Dataset excerpt:
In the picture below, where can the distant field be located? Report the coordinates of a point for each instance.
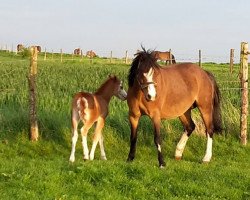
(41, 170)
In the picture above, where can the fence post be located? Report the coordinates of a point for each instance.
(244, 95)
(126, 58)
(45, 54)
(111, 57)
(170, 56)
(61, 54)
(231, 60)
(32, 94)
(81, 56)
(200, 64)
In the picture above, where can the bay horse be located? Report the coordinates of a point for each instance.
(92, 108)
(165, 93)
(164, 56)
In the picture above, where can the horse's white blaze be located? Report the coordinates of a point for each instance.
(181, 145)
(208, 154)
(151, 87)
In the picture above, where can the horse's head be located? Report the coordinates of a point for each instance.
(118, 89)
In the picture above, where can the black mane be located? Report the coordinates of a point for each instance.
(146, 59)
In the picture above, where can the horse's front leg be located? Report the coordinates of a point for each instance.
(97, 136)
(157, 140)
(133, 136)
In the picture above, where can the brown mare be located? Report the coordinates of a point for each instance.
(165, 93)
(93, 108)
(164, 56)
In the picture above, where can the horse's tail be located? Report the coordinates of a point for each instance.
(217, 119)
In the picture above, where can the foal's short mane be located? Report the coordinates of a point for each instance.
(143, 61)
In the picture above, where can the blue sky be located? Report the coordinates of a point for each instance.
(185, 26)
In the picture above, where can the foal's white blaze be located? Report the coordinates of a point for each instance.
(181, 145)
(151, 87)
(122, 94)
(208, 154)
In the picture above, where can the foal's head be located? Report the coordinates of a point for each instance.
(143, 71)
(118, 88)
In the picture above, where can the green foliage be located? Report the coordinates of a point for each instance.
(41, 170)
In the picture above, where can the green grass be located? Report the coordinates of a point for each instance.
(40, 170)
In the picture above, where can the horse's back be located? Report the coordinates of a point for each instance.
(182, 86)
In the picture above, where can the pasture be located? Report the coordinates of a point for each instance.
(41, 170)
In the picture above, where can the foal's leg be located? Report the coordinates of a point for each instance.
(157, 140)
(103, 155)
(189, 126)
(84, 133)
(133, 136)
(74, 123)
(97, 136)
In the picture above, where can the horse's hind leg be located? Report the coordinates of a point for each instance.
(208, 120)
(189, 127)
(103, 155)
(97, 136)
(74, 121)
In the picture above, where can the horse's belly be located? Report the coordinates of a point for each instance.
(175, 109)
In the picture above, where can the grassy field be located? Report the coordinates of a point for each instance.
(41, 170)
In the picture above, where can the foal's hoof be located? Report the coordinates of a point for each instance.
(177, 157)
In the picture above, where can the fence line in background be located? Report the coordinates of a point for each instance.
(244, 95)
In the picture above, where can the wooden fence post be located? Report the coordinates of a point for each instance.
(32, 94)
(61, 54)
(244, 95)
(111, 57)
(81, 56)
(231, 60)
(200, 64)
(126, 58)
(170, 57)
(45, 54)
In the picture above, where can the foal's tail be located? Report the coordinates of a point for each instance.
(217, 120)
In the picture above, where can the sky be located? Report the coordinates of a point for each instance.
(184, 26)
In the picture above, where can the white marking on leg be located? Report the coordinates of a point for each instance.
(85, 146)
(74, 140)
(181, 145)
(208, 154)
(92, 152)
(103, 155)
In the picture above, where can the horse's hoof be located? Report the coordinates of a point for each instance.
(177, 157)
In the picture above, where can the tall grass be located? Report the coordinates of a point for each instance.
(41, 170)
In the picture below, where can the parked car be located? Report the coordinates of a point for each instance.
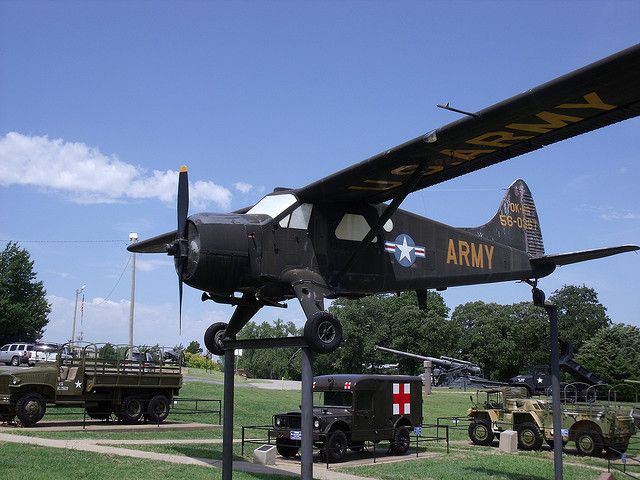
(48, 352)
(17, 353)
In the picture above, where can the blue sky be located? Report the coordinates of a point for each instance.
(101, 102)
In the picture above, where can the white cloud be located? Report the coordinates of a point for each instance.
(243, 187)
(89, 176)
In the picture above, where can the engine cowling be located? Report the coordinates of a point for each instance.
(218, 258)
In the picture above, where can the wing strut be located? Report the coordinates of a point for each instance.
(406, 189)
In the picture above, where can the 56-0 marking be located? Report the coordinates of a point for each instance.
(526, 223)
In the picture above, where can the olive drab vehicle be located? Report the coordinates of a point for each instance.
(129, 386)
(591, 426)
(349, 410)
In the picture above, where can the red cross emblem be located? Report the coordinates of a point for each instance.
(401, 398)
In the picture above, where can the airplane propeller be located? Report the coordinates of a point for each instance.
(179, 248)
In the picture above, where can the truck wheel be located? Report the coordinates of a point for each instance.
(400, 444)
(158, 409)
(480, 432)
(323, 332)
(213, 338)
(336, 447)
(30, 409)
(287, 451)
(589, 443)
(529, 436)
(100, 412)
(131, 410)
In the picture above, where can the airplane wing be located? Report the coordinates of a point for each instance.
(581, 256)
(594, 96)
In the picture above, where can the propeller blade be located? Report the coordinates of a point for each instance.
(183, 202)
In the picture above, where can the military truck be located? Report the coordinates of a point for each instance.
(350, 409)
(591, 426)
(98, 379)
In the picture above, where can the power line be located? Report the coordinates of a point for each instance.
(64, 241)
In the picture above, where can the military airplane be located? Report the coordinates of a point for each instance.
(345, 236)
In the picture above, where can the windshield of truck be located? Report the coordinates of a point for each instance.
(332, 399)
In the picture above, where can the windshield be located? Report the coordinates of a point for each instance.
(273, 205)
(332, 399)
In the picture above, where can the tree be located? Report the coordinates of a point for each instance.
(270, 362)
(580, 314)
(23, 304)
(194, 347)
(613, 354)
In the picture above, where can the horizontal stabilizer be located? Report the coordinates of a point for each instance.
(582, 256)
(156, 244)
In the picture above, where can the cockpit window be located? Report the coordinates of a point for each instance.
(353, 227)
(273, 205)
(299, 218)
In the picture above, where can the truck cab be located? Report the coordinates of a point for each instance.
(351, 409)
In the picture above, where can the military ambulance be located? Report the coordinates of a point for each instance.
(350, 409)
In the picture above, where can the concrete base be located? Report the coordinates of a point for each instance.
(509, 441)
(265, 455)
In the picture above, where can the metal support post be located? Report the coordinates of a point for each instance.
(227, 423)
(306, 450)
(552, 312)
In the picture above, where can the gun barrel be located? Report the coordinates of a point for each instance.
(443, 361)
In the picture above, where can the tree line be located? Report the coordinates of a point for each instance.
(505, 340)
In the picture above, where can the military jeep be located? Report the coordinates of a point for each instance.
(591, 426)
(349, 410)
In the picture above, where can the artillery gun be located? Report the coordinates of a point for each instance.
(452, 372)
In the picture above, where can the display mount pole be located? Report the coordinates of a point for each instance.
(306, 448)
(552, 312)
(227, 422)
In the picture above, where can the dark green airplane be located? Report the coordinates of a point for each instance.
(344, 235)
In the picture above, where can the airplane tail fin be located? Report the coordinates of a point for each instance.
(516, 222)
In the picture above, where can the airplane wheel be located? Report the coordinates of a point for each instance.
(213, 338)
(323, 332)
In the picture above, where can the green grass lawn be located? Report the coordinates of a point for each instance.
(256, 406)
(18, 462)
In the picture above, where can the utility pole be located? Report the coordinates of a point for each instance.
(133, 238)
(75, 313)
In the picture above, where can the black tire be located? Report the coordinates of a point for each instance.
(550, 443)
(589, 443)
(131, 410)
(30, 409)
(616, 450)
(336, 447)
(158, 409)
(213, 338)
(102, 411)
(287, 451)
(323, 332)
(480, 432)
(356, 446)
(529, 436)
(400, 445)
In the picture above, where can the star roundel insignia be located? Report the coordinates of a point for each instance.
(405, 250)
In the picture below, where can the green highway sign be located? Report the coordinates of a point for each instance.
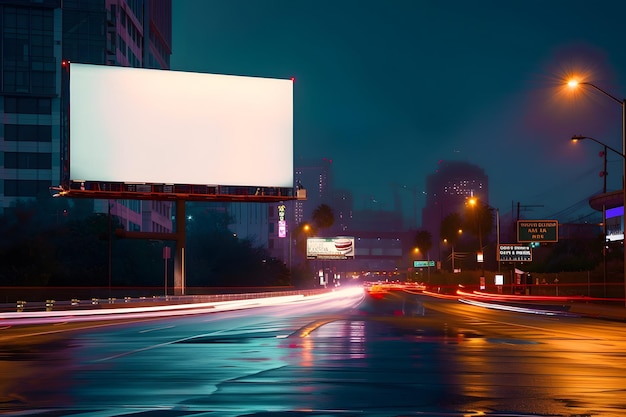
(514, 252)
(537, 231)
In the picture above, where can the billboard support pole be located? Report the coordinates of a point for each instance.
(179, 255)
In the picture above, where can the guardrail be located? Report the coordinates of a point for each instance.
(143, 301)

---

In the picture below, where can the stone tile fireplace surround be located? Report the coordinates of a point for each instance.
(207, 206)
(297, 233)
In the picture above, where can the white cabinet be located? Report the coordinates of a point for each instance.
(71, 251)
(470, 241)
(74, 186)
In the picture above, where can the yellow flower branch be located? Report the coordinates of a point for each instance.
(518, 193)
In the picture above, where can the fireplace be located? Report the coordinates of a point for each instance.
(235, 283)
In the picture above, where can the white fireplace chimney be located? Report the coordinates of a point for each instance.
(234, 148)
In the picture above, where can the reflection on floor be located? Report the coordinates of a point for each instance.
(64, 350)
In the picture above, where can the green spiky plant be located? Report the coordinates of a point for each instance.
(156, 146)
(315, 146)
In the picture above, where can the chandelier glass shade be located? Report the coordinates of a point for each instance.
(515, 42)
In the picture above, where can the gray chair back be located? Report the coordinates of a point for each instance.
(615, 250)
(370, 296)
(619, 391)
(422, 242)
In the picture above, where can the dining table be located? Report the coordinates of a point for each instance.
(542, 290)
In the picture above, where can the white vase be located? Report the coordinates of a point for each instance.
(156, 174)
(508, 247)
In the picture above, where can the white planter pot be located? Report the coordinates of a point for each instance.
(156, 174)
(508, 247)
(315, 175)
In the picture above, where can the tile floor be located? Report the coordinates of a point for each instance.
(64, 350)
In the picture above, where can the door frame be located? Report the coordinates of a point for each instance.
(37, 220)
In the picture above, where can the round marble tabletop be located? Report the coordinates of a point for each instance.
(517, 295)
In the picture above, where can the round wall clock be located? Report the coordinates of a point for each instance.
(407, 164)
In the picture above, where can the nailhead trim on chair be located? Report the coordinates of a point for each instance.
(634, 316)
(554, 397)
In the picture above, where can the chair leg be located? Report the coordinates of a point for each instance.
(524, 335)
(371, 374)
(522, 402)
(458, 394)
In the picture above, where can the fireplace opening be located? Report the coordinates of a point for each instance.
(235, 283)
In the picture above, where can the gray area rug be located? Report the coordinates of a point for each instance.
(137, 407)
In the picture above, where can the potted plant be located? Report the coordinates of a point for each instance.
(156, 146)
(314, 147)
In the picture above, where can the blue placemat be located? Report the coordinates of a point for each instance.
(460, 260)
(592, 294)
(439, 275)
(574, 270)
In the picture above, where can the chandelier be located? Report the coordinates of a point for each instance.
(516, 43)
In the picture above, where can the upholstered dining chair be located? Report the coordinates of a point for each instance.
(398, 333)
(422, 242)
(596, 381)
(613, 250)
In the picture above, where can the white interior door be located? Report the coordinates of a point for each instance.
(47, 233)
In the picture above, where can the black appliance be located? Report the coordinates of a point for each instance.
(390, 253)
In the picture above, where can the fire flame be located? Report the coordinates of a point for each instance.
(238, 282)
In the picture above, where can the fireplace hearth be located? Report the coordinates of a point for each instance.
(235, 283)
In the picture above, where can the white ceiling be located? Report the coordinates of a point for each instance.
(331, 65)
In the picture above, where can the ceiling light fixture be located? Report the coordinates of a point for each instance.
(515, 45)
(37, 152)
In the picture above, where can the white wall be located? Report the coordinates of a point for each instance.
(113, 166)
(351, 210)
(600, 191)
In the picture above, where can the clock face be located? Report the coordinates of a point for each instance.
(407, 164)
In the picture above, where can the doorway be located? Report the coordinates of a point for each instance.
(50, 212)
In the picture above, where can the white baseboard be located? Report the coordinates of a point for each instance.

* * *

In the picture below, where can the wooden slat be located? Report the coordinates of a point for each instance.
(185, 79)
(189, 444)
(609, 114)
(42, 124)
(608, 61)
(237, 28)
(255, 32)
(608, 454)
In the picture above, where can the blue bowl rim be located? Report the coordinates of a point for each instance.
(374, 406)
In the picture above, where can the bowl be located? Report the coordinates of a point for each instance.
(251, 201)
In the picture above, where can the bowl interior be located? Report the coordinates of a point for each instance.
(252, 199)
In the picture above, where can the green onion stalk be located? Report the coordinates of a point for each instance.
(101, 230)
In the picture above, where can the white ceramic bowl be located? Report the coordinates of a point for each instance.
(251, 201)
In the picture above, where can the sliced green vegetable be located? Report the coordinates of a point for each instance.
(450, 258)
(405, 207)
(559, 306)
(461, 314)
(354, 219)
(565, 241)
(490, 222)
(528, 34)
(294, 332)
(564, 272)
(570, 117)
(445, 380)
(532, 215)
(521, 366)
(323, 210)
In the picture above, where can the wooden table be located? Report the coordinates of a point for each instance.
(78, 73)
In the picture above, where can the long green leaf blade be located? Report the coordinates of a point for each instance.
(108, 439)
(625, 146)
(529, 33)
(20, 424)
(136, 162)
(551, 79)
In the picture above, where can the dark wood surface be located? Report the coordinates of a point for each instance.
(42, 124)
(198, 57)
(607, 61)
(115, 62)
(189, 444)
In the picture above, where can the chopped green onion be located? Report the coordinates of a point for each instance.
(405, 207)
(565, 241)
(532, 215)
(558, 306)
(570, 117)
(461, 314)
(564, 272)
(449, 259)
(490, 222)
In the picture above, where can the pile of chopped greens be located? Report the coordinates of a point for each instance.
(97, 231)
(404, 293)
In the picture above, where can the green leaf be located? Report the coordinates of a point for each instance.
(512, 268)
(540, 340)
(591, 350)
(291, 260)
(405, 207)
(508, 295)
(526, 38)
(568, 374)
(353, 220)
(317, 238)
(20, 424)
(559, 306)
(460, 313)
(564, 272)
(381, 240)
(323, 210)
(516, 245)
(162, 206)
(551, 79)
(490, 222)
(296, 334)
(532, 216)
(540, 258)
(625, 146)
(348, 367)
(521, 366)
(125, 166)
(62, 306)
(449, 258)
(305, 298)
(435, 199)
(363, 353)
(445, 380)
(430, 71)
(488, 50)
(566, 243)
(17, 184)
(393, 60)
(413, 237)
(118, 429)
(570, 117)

What the task asks:
Identify every line in the rows that contains the string "chopped" and copy each of those lines.

Exercise response:
In the picture above, where can the chopped green onion be located? Report the coordinates of a point for each instance.
In the picture above, where can the pile of chopped greens be located? Report the coordinates of a point for each instance.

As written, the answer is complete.